### The problem
Reproduce everything from the line containing "Tag the green mountain" down to the end of the entries, requests included, scaling each coordinate in the answers by 1.9 and rounding to whole numbers, with halves rounded up. Leave the numbers in the requests and their sample lists unchanged.

### Materials provided
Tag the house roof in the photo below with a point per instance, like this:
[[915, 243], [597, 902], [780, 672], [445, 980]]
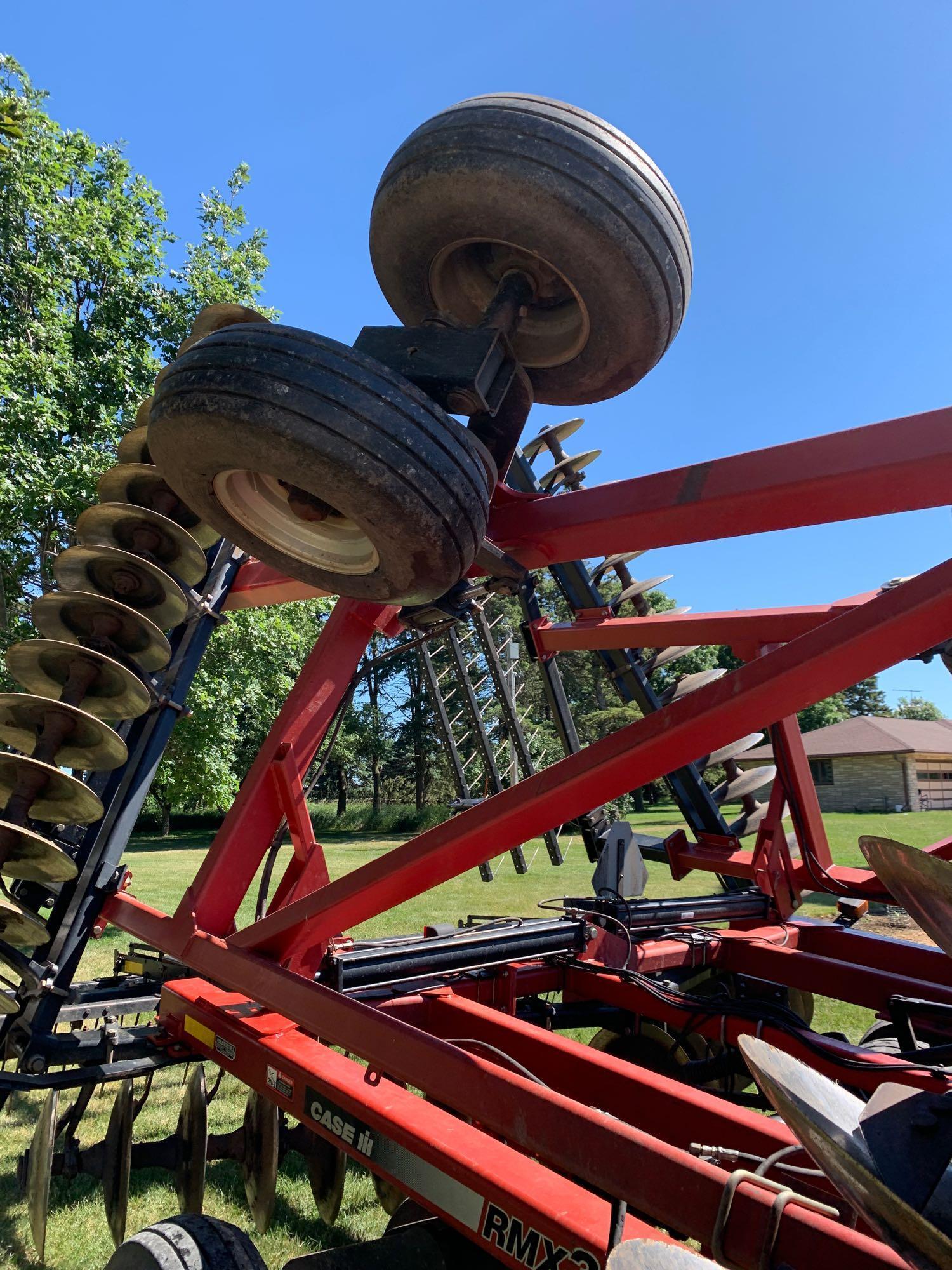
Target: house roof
[[869, 735]]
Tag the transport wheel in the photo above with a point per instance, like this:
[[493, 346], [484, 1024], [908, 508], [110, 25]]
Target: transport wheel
[[511, 181], [323, 463], [187, 1243]]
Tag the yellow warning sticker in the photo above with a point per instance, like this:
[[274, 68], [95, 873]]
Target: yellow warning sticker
[[200, 1032]]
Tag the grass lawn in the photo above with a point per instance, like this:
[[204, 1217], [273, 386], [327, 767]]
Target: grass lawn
[[78, 1236]]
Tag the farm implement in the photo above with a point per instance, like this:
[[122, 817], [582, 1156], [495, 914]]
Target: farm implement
[[532, 253]]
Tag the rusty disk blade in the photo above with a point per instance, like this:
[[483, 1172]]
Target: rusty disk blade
[[138, 529], [568, 469], [558, 432], [125, 577], [732, 751], [79, 615], [43, 666], [21, 926], [117, 1163], [920, 882], [690, 684], [670, 655], [638, 589], [750, 822], [134, 448], [192, 1136], [144, 486], [62, 798], [747, 783], [654, 1255], [826, 1118], [40, 1164], [327, 1172], [260, 1165], [612, 563], [91, 745], [32, 858]]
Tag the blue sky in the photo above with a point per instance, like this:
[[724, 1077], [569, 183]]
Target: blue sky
[[808, 142]]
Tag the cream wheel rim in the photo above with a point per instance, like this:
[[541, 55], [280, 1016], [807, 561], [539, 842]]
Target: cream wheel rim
[[261, 505]]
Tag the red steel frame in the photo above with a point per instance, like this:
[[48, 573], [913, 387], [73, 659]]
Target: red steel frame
[[526, 1178]]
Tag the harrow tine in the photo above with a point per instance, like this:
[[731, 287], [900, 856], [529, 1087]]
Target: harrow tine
[[117, 1163], [147, 1090], [192, 1137], [865, 1150], [920, 882], [260, 1166], [210, 1097], [40, 1164], [327, 1173]]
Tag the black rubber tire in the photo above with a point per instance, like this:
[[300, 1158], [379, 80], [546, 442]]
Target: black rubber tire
[[299, 408], [564, 186], [188, 1243]]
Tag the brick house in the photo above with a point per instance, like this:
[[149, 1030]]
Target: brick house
[[873, 765]]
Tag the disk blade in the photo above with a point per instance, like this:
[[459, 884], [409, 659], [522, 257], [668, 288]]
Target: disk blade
[[920, 882]]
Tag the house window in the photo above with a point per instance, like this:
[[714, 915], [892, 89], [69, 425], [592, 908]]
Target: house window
[[822, 772]]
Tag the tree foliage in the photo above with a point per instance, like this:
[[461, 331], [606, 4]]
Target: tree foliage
[[91, 308]]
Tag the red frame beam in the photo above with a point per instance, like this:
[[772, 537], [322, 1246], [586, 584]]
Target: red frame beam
[[901, 465], [744, 631], [656, 1178], [889, 628]]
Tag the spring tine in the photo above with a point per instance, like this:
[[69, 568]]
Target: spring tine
[[218, 1084], [142, 1102]]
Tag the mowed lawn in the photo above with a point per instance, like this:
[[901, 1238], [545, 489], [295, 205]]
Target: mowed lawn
[[78, 1236]]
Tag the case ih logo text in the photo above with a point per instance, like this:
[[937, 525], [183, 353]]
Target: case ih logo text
[[337, 1122], [531, 1248]]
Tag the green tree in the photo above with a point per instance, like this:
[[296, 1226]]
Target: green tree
[[82, 248], [918, 708], [89, 311], [824, 713], [247, 674], [866, 699]]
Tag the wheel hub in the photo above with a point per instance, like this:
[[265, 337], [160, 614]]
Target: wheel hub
[[465, 277], [265, 506]]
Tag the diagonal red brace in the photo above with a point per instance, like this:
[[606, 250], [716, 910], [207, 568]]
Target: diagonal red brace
[[890, 628], [896, 467]]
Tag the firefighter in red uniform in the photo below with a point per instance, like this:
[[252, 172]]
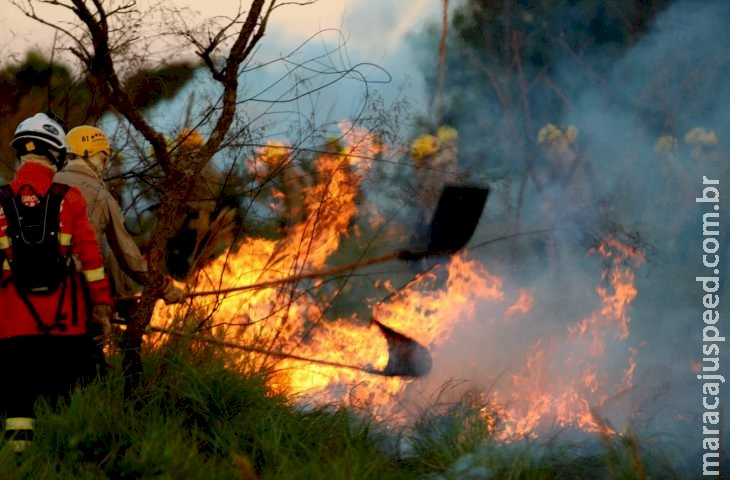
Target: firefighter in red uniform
[[49, 333]]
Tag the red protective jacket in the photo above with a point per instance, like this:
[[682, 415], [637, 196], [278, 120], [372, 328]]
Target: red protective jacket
[[76, 233]]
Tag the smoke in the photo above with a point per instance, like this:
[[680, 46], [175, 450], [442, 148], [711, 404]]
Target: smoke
[[630, 186]]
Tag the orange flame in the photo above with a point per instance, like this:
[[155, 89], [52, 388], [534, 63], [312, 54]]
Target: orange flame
[[563, 379]]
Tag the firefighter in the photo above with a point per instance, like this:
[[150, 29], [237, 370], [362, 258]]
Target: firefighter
[[51, 308], [89, 152]]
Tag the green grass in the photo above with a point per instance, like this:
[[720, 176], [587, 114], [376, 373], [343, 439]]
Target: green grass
[[195, 417]]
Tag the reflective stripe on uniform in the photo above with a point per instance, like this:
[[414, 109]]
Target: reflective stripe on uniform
[[64, 239], [19, 423], [18, 446], [94, 275]]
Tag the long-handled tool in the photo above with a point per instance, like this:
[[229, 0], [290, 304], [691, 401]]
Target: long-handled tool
[[452, 226]]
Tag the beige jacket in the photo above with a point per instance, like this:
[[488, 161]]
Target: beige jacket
[[121, 254]]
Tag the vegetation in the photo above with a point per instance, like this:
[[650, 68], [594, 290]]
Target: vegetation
[[196, 416]]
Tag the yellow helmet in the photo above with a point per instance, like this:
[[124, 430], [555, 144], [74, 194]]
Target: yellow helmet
[[85, 141]]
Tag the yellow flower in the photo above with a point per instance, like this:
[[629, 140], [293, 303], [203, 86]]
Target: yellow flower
[[571, 134], [700, 136], [552, 134], [548, 134], [424, 146], [665, 144]]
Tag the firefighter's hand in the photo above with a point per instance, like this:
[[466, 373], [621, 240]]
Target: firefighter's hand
[[100, 327], [172, 293]]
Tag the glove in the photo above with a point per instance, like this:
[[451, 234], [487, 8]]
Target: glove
[[100, 327], [172, 293]]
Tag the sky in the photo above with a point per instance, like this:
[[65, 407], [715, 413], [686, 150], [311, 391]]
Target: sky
[[375, 31]]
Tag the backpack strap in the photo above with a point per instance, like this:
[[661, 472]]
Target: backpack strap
[[6, 194], [54, 197]]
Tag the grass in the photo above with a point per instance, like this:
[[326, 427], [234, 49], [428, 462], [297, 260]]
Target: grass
[[195, 417]]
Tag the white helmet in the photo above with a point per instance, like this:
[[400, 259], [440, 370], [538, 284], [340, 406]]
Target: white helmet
[[42, 135]]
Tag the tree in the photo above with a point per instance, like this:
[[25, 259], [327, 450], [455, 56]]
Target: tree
[[112, 42], [103, 41], [38, 83]]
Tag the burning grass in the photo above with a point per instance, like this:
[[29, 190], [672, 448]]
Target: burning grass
[[196, 417]]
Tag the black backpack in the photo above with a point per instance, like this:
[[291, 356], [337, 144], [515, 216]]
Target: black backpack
[[37, 266]]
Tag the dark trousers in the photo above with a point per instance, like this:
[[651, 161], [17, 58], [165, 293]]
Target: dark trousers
[[43, 366]]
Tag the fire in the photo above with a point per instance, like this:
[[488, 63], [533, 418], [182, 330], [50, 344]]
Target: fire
[[563, 381]]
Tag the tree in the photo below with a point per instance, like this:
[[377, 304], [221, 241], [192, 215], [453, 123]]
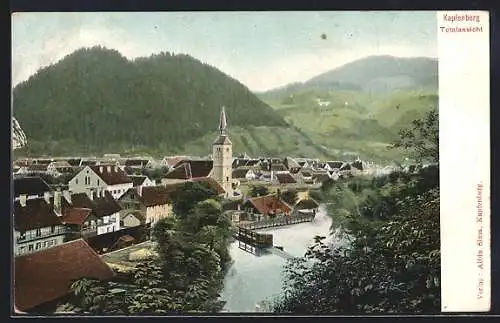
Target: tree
[[290, 196], [259, 190], [422, 139], [392, 263], [367, 277], [188, 195]]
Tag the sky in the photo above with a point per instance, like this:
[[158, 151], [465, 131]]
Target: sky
[[263, 50]]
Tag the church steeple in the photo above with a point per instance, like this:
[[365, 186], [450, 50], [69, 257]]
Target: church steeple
[[222, 122]]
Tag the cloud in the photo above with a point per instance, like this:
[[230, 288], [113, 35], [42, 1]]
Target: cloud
[[257, 75], [26, 59], [300, 68]]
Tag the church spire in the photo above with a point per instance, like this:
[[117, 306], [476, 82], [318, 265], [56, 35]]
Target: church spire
[[222, 121]]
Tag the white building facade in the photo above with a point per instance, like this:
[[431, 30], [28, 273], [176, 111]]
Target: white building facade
[[222, 154]]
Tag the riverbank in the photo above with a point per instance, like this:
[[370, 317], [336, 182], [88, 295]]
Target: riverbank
[[252, 279]]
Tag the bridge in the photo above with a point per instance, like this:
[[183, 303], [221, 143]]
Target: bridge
[[281, 253], [261, 243]]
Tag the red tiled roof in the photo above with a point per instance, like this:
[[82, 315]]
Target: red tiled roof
[[335, 164], [36, 214], [75, 215], [101, 206], [285, 178], [269, 204], [239, 173], [173, 161], [188, 169], [179, 172], [136, 162], [47, 275], [156, 195], [112, 177], [212, 183], [307, 204], [278, 167], [137, 180], [37, 167]]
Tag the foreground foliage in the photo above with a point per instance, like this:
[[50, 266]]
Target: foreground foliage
[[392, 261], [186, 276]]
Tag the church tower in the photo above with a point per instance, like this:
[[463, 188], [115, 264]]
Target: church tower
[[222, 155]]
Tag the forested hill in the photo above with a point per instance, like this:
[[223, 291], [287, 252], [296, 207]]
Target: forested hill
[[96, 99]]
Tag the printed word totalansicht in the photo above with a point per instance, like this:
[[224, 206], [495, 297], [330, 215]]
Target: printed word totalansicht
[[457, 17], [462, 29]]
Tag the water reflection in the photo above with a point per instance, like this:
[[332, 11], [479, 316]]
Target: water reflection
[[252, 279]]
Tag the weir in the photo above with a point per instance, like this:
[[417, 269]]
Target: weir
[[261, 243]]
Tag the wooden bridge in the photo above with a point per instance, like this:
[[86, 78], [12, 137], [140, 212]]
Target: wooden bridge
[[261, 243], [279, 221]]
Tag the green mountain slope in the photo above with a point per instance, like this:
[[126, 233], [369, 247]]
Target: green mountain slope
[[95, 100], [359, 108], [373, 74]]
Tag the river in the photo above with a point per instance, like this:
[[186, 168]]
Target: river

### Completed task
Tag the green mountain slope in the photo above with a point per instance, like this:
[[126, 233], [369, 247]]
Target: green mountain slope
[[181, 190], [682, 205], [709, 141]]
Tag the river in the photo above with a point per instance, like this:
[[186, 168]]
Target: river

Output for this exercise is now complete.